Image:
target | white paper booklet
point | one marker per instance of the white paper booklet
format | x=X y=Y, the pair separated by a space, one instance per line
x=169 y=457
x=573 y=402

YOUR INSTRUCTIONS: Show each line from the material above where the string "booklet" can be found.

SOLUTION FOR THIS EXERCISE:
target | white paper booklet
point | one marker per instance of the white paper booklet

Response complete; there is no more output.